▸ **WHAT TO PRODUCE**
Write out exactly the lines running from the one with "of the building" to the end of the data, including both of those lines and excluding pictures.

▸ **EXTRACTED INFORMATION**
*****
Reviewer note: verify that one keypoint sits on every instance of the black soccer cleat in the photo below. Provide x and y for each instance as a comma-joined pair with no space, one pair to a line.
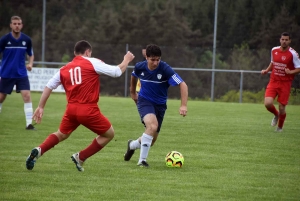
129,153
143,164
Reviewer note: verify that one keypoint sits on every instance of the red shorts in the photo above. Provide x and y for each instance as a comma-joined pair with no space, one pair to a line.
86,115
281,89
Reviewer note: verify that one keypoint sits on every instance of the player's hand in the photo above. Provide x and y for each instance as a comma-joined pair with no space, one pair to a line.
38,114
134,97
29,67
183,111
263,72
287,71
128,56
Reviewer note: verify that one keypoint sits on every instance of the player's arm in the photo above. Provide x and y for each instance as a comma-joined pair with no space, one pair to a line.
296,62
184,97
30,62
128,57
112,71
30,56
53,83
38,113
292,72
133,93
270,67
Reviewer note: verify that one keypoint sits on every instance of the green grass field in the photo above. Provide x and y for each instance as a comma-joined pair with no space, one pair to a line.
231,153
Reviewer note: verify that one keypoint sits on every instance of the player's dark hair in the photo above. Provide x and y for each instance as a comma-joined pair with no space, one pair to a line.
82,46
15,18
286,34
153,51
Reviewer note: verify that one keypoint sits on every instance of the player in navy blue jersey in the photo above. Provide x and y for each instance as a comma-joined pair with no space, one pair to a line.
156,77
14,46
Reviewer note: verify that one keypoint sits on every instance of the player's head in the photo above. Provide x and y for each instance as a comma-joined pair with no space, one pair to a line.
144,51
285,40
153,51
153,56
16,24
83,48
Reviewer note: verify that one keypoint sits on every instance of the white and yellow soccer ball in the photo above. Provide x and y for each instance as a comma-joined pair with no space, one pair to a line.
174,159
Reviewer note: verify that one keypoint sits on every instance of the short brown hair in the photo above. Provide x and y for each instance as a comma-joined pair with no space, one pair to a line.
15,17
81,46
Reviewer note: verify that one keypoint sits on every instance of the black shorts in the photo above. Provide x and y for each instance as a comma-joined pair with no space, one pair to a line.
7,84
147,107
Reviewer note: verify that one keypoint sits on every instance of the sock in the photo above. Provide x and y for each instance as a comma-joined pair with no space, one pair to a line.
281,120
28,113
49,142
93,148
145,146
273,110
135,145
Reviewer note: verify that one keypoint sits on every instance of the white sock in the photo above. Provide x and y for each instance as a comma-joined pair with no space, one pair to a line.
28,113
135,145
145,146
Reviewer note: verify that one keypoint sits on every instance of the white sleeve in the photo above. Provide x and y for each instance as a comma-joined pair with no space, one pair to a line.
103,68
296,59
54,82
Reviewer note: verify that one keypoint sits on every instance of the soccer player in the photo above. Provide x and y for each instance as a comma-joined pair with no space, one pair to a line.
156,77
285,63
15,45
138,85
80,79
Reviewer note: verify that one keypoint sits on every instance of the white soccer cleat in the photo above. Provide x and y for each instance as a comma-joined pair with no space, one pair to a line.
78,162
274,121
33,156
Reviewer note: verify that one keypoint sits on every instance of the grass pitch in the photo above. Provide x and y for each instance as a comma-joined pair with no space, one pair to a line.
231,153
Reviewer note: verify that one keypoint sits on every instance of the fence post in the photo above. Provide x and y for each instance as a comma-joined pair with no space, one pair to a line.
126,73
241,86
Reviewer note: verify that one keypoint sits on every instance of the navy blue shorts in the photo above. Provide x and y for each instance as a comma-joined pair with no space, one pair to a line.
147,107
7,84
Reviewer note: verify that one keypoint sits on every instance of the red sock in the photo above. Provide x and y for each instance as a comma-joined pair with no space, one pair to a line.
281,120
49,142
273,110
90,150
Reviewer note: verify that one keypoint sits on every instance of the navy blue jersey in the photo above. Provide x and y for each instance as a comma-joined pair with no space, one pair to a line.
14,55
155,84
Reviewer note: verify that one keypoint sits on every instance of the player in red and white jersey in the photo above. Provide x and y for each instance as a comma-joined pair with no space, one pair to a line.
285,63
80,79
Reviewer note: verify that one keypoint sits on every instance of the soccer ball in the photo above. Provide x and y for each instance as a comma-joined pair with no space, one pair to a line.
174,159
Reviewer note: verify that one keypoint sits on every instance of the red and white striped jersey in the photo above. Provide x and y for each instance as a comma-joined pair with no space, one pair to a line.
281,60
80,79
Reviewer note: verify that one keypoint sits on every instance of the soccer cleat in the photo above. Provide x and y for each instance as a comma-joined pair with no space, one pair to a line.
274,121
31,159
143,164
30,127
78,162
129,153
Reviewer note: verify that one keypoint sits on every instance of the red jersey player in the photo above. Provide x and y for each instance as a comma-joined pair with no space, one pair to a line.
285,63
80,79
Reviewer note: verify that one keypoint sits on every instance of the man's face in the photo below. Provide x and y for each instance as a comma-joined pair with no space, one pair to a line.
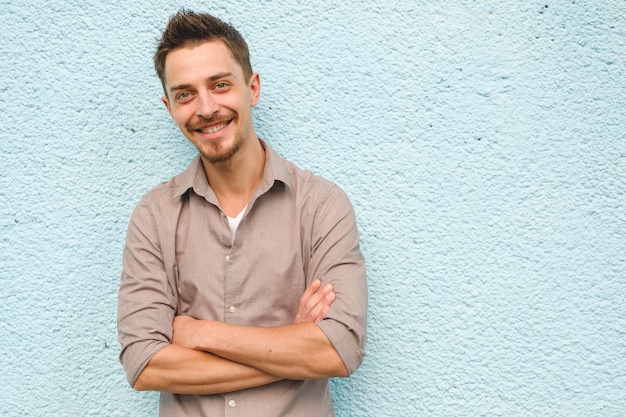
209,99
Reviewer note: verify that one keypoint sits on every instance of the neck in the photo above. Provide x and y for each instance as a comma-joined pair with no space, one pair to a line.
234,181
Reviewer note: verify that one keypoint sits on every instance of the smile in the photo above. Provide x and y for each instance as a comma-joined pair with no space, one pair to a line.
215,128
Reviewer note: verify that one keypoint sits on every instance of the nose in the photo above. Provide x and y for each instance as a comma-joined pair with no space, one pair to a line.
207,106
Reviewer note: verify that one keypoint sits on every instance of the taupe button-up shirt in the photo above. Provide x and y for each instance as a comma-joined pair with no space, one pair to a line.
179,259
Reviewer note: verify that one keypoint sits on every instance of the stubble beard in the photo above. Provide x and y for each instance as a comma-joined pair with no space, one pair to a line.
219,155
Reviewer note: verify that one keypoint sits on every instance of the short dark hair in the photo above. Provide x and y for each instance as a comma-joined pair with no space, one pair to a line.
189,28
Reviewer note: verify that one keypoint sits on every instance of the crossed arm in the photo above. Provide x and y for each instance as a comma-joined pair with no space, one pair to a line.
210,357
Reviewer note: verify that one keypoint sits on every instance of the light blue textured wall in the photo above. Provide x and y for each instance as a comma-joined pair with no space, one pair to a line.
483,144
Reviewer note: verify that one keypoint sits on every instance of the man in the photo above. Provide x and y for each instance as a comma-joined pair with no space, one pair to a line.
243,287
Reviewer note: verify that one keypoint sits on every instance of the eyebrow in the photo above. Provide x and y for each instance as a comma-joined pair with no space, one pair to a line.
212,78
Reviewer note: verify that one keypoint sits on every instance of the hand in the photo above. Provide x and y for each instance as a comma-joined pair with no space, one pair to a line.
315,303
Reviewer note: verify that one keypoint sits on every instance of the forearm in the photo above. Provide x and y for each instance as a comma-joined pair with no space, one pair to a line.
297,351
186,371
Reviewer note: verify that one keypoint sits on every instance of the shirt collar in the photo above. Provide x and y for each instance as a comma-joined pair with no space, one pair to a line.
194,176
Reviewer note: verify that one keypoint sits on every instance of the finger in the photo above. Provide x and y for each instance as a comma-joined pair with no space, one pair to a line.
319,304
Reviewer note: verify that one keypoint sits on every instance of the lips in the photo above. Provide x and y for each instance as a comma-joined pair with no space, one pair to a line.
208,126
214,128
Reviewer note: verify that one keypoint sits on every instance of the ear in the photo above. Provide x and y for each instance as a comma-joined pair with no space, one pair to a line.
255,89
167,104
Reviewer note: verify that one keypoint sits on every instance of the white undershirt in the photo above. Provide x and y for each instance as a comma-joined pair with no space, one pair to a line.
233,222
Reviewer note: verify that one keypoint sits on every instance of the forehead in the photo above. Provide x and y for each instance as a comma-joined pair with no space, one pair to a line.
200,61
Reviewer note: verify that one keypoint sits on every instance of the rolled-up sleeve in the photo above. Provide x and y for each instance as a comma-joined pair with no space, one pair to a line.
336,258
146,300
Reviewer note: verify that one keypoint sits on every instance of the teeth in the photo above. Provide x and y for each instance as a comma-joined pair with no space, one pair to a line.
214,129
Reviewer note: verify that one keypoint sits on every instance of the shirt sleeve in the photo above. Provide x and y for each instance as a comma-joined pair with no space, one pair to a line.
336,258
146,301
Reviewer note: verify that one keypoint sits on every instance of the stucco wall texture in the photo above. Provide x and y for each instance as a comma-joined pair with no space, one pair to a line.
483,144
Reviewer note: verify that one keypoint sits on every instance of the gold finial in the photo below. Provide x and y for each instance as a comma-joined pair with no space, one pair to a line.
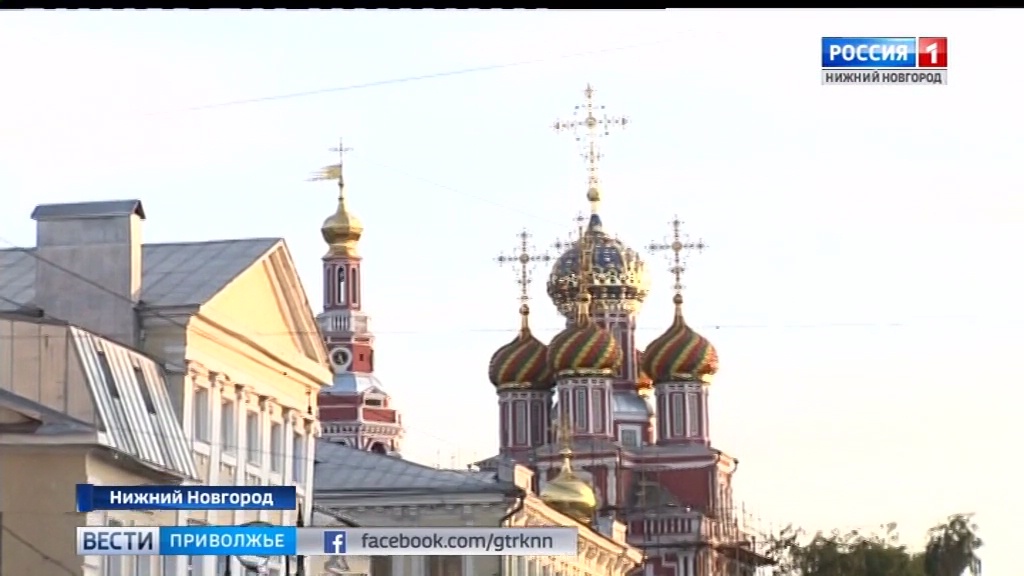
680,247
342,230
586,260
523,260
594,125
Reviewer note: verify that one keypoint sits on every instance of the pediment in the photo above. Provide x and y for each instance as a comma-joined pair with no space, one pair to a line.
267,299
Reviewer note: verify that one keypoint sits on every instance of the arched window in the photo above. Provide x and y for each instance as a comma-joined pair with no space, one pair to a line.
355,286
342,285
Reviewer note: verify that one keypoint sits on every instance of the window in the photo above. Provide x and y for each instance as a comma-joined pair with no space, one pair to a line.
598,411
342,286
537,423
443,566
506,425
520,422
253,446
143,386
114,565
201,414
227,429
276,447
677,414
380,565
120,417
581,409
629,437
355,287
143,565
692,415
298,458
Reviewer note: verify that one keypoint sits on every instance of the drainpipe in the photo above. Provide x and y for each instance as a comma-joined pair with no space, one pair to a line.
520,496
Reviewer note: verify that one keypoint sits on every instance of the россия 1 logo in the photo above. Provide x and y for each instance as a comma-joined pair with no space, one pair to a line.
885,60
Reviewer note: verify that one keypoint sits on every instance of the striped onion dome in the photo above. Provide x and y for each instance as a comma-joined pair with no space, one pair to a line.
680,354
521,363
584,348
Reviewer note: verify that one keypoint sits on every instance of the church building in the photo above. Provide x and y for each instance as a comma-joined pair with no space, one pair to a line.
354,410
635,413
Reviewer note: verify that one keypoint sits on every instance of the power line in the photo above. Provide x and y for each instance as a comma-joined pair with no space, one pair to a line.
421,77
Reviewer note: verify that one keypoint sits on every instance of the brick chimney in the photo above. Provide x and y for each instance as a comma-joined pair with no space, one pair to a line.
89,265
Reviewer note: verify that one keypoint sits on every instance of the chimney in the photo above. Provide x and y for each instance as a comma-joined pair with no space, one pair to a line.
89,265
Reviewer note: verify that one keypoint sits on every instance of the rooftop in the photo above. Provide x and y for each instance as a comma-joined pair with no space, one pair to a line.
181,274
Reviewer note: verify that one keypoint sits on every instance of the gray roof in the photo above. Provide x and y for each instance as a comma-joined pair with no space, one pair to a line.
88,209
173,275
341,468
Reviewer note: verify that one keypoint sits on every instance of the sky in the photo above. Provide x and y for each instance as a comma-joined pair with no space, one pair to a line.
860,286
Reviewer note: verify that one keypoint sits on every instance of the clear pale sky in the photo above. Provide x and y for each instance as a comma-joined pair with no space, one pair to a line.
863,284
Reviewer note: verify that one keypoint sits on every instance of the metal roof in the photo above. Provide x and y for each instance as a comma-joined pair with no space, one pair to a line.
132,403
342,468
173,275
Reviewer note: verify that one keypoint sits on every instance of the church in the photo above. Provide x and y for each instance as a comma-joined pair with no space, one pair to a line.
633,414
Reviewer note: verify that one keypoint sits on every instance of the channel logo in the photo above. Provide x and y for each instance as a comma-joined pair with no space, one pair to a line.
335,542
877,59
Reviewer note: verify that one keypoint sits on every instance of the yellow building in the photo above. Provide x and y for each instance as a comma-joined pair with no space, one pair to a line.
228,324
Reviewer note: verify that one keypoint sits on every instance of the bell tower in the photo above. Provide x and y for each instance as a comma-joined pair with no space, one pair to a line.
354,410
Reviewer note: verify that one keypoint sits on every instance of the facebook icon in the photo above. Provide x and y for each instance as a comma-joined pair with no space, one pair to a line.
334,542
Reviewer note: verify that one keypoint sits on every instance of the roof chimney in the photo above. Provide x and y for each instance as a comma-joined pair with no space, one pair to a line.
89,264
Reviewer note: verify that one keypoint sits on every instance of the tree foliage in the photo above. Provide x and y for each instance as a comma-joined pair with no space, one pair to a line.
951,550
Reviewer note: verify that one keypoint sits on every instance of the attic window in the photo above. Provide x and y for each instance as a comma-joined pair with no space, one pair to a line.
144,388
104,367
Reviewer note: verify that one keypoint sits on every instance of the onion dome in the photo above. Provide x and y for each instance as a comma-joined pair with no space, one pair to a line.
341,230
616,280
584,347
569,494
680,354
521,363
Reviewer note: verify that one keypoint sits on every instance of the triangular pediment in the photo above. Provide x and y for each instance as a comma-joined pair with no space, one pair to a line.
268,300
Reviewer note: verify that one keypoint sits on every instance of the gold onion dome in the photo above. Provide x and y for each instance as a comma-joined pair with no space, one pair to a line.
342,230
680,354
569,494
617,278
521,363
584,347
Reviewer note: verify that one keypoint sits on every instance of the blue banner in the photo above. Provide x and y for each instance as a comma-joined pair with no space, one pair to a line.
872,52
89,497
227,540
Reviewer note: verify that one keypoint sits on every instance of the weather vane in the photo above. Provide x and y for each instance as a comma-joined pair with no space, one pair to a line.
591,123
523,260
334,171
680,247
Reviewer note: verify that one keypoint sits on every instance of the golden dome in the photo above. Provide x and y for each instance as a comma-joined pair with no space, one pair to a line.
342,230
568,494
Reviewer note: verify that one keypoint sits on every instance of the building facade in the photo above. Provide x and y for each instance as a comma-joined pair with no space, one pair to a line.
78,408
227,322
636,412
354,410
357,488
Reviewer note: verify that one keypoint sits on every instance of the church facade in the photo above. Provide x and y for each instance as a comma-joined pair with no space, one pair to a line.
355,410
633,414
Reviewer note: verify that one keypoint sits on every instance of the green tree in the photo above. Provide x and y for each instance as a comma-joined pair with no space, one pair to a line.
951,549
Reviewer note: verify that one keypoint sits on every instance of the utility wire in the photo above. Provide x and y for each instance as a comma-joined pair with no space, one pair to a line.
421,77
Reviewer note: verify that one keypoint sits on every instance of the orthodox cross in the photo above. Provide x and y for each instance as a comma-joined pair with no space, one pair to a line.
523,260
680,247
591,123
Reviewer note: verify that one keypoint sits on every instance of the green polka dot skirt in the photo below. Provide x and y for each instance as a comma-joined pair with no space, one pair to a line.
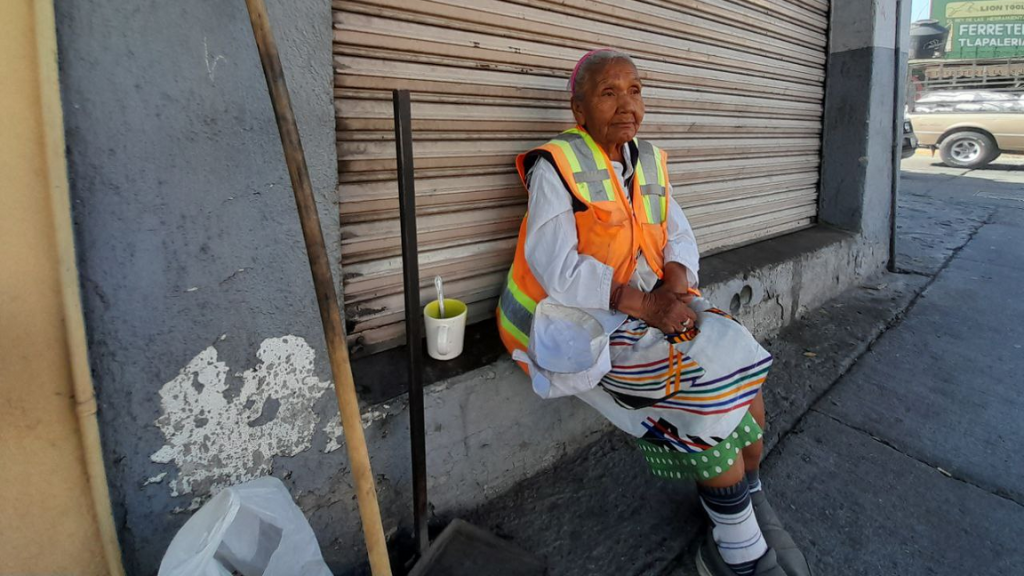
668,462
*****
▸ **TASK RESPONSE**
Reviewer note: verify that one keypoint sits on every instance of the building facade in the photo above. Provide x and y for each instance as a comma-joined pair with no space, one pair to a line.
78,408
227,322
636,412
354,410
357,488
Reviewer note: verify that one keypoint sits on every instance of the church facade in the photo above. Provide x and y for each instance as a comma-joined pair with no space, one pair to a line.
355,410
633,414
Reviewer note: verify that one keypoint sits on every instance of the green tree in the photo above. Provide x and y for each instance as a comma-joined pair with no space, one pair to a line.
951,549
Reviewer note: verify that one keypoint sits on every instance of the utility wire in the photo above. Provide x and y for each instance as a comma-joined pair with no space, one pair to a line.
421,77
Reviewer note: verify that one keypoint sits on every instance of the orthodox cross in the photo above. Provide x and y for each instance as a comma-joined pair with no space, one pair to a line.
523,260
680,247
591,123
Reviewer note: verify that one keypoint sits on every instance of the green polka dot skirt in the photo below. Provide x and y for each instance as a comma-joined pair with no space, one pair to a line.
668,462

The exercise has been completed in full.